Building an Open Data API

Thoughts on what to do and how

Making the API Help with Openness (A Recap)

Primary Timely Accessible Machine processable Non-proprietary
Easing data release processes, clearance and development
Allowing partial retrieval of data
Allowing retrieval of aggregated data via on-the-fly computation
Providing delivery of data in open data formats
Allowing for delivery of data in custom data formats
Allowing management of multiple simultaneous versions
Allowing access to data via multiple API views
Pulling data from a database
Automating documentation of data and testing of data access
Enabling data use and visualization

Making the API Help with Openness (Examples)

Topics I'll cover

  • Spinning up an API in no time
  • Defining API endpoints
  • Using different data formats
  • Versioning the API
  • Creating different API components
  • Working with the data
  • Connecting to a database
  • Self-generating and API-testing documentation

Note: My API is a work in progress, so nothing here is final. These are just thoughts along the way.

 

My development stack

Grape Rack Ruby

Spinning up an API in no time

Ruby + Rack + Grape

Use github.com/dblock/grape-on-rack as a great starting point.

The API is defined by subclassing the Grape::API class.

module BudgetData
  class API < Grape::API
    ...
  end
end

Add the API to your Rack configuration file (config.ru).

run BudgetData::API

Defining API endpoints

Create resources which contain endpoints.

module BudgetData
  class API < Grape::API
    ...
    resource :outlays do
      desc "Return outlays for the requested year"
      params do
        requires :year, :type => String, :desc => "Fiscal year"
      end
      get 'fy/:year' do  # Responds to route: .../outlays/fy/1994
        Outlays.find(params[:year])
      end
      ...
    end
  end
end

Defining API endpoints: input validation

Define validations on the endpoint parameters.

OBJECTIVE 1 | Identify every line of the entries that contains the string "carabiner", matching case exactly, and copy each of those lines.
The entries have no connection to the open data API excerpt.

DATA ENTRIES |
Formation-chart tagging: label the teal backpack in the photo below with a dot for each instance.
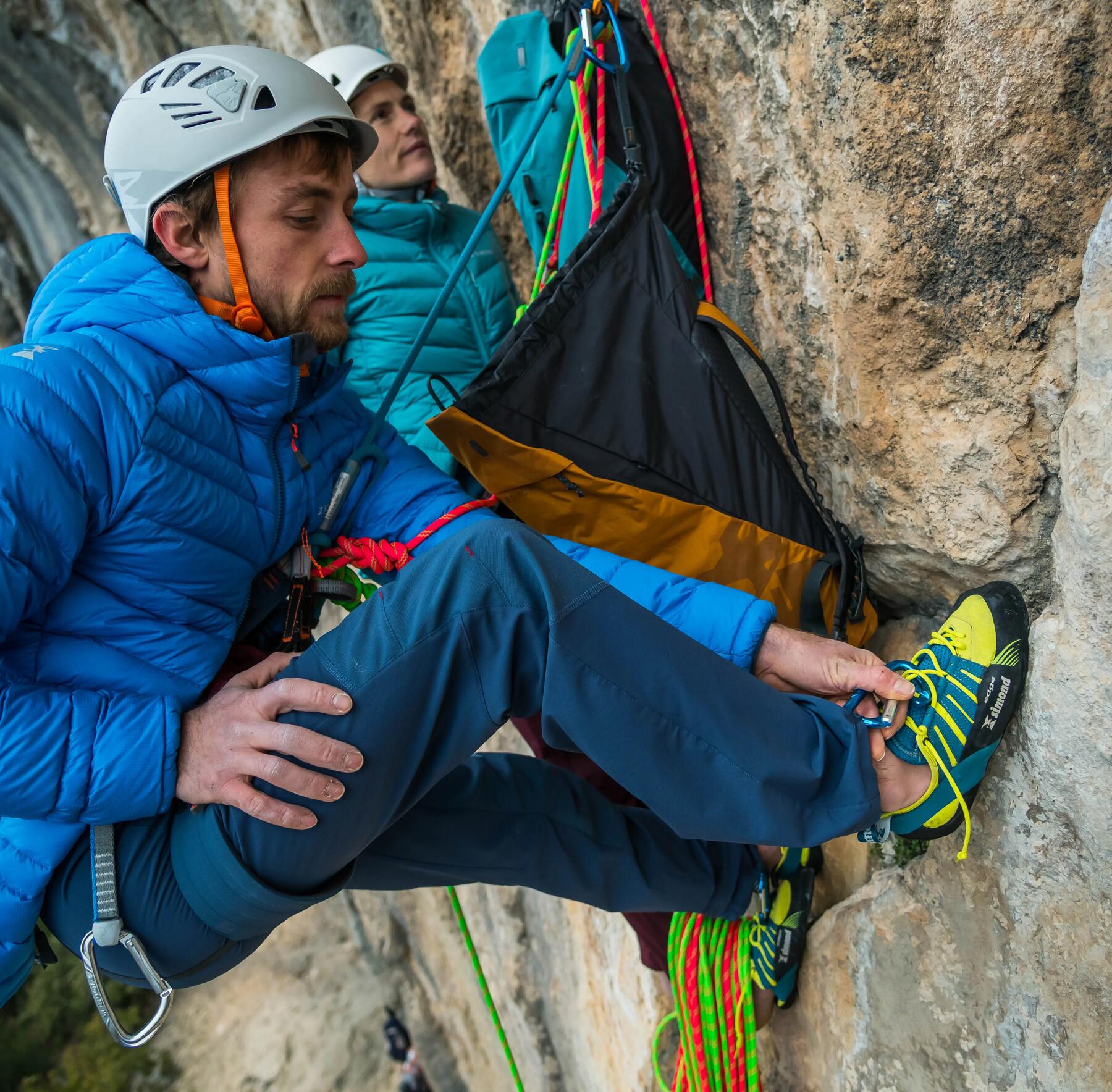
---
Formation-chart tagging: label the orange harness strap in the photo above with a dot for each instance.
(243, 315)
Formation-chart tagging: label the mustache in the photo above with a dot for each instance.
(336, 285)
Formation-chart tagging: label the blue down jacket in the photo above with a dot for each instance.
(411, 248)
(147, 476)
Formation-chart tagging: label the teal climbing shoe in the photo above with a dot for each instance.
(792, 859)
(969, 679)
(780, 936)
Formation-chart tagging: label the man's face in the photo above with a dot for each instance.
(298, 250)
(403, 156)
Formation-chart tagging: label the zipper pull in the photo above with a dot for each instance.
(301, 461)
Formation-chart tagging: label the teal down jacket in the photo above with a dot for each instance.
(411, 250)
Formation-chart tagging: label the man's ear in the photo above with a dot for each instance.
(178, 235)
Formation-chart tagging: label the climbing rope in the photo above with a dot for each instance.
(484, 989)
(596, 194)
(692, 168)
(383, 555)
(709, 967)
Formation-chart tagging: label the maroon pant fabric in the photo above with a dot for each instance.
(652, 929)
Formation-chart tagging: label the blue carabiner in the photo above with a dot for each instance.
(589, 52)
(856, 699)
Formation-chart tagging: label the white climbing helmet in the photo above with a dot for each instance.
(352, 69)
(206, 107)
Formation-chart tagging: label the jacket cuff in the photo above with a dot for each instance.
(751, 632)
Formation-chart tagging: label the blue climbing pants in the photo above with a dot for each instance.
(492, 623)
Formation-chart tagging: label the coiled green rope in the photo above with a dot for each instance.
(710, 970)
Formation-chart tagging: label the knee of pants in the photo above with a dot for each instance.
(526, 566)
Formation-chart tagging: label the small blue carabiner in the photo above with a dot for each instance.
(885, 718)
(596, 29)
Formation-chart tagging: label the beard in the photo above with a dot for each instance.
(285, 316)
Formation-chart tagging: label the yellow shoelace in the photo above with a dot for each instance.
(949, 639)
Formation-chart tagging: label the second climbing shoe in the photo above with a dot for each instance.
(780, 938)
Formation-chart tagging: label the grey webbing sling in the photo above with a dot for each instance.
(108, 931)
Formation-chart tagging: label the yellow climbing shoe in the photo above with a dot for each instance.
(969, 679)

OBJECTIVE 2 | According to the open data API excerpt, which class is subclassed to define the API?

COMPLETE RESPONSE 1 |
Formation-chart tagging: label the blue carabiner in the photo above with a dot for each instance.
Formation-chart tagging: label the small blue carabiner in the photo above with a dot for each instance.

COMPLETE RESPONSE 2 | The Grape::API class.